[Stored data]
________________

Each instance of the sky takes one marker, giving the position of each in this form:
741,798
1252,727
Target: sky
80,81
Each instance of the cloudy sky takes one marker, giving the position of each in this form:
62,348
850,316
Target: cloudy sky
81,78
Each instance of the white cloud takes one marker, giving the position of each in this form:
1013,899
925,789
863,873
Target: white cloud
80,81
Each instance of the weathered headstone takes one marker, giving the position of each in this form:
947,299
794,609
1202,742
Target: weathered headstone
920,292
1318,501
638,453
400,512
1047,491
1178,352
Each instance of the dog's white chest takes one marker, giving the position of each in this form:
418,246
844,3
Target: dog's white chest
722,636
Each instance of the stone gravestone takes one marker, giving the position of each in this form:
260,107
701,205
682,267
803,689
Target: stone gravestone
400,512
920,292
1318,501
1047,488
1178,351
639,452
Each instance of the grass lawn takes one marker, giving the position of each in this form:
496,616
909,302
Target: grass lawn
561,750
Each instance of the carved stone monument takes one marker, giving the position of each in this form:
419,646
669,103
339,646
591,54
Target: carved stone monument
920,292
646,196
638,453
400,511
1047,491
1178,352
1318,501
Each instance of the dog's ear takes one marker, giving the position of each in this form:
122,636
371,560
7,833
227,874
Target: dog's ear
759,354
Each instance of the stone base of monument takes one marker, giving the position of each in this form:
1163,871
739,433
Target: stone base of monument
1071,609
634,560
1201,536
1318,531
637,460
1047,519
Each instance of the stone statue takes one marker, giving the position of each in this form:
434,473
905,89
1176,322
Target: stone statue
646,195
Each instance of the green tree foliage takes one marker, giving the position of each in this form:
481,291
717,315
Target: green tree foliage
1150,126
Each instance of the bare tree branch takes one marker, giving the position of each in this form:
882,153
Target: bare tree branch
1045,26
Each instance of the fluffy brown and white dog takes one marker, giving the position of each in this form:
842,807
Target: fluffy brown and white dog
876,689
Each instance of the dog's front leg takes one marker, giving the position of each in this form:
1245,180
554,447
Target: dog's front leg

________________

Task description
Return every record, word for word.

Result of this exercise
Each instance of the sky takes one marker, giving the position of each in this form:
741,798
1252,727
Target: sky
80,81
Each instance of the cloudy sky takes one marker, giving the position of each in this form:
62,348
850,316
Target: cloudy sky
81,78
Each instance of the white cloud takes one marker, giving the position of each in this form:
1013,899
925,789
863,873
Target: white cloud
80,81
Each instance of the weathered headstone takes one marker, giving the position of each in this form:
947,299
794,609
1202,742
Target: weathered headstone
920,292
1318,501
638,453
400,512
1047,491
1178,352
Each instance of the dog's white chest takes one marker, giving the position of each in this form:
418,246
844,3
Target: dog's white chest
722,636
Each instance of the stone gravestone takes one marker, giving the position of each in this form:
260,107
701,205
682,267
803,689
Target: stone gravestone
400,512
920,292
1318,501
1047,488
1178,351
639,452
Each instance of the grass lawn takes one marker, giving the position of each in this form:
496,616
909,302
Target: grass lawn
561,750
Each instance of the carved stone monument takes one marker, giving the position of each in this form:
419,646
669,103
339,646
591,54
Target: carved stone monument
920,292
646,196
638,453
400,511
1047,491
1178,352
1318,501
Each instance of the dog's ear takes one marker, giving the position of each in this form:
122,636
371,560
7,833
227,874
Target: dog's ear
759,354
Each instance of the stone base of monument takes one marker, giving the position of each in this form:
1163,871
739,433
Target: stone base of monument
1071,609
634,560
1201,536
1318,531
637,460
1047,519
Each instance of the stone statue takes one marker, giving the position of each in this form:
434,473
905,89
1176,322
Target: stone statue
646,195
Each instance of the green tree foliage takes one marker, giving the position of each in this form:
481,291
717,315
Target: green tree foliage
1150,126
Each instance of the bare tree branch takes one marker, giving the position of each in this form:
882,153
Target: bare tree branch
1045,26
Each instance of the fluffy brown and white dog takes one marker, giving the position of each in this form:
842,807
Target: fluffy brown and white dog
876,689
Each instance of the dog's front leg takes one marker, giving the position of each in this form:
1245,180
554,447
Target: dog's front leg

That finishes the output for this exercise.